Select every line in the listing below that contains the word "orange", and treat uppercase and lowercase letters as different.

==== Data excerpts

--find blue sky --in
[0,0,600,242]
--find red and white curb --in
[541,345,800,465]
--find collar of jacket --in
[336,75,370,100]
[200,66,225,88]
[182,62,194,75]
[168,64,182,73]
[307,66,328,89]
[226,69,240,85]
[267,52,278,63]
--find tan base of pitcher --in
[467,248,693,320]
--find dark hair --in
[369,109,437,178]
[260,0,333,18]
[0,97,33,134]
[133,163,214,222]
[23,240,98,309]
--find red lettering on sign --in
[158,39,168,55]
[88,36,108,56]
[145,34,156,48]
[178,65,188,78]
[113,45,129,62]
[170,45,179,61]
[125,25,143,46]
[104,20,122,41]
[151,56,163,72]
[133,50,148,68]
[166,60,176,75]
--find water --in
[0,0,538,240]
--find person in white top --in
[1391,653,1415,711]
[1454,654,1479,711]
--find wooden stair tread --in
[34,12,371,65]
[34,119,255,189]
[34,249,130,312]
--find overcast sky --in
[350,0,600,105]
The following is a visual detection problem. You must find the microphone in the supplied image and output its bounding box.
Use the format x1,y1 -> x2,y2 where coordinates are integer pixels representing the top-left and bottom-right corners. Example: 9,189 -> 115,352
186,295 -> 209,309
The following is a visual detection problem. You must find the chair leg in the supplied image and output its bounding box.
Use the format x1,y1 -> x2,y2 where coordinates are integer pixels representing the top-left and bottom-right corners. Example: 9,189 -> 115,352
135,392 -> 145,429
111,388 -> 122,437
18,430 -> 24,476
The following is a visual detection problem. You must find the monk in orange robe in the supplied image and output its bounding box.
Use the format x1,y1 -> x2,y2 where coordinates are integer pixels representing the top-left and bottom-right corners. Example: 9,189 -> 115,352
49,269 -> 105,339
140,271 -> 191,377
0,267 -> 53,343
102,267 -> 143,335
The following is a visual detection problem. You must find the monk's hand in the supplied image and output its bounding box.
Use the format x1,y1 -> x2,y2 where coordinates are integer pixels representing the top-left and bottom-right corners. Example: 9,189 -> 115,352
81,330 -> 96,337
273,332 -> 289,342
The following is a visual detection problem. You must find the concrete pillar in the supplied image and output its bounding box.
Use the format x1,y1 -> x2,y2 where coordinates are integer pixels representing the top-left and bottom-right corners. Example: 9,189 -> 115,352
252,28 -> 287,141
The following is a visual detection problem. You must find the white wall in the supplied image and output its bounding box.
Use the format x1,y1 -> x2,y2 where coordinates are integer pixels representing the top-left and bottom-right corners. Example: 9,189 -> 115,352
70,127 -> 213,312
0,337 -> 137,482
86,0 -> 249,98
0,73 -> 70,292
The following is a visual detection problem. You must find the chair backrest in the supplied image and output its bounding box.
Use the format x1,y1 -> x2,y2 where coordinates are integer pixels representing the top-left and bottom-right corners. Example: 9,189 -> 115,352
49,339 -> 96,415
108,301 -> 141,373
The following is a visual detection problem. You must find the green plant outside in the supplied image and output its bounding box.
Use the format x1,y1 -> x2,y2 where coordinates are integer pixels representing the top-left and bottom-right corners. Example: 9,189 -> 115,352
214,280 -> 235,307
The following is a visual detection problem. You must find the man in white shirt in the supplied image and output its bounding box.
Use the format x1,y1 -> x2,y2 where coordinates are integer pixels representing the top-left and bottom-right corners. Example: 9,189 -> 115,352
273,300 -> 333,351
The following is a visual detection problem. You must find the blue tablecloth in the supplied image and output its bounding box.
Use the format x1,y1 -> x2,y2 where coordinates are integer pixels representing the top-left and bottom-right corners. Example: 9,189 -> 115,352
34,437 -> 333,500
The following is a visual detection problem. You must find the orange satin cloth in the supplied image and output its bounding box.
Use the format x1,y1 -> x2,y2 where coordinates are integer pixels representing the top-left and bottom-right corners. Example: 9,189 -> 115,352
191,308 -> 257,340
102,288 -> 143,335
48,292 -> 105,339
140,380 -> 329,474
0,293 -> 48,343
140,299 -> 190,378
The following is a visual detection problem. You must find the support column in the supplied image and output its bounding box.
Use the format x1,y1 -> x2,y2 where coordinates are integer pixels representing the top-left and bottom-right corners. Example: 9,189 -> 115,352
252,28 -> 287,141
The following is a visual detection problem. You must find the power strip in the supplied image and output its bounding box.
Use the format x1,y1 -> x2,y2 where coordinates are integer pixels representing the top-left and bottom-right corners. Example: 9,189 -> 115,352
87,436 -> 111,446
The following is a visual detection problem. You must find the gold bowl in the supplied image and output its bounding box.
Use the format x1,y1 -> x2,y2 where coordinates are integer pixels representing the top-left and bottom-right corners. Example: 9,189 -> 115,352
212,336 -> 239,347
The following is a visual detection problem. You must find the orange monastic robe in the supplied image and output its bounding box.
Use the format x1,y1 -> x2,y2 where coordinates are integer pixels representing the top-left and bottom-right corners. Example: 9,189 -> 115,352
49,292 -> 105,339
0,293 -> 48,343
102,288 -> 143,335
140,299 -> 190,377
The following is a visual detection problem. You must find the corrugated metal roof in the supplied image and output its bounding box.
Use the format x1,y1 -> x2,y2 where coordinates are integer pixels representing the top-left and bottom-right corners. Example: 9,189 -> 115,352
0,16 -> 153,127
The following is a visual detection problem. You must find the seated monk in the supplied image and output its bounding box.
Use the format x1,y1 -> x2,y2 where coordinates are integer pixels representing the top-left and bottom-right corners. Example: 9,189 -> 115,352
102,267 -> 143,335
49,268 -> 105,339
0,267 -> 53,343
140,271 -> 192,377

========

**Written response:**
The following is a visual detection problem. You must find the monk in orange robe in the supplied image and output its bounding box.
The following is a visual detection problem. You must find the orange satin cloth in the supplied image and output its bounding box.
The following is a visual detection problem. You must find the orange monastic robe in the supplied image and output its bounding box.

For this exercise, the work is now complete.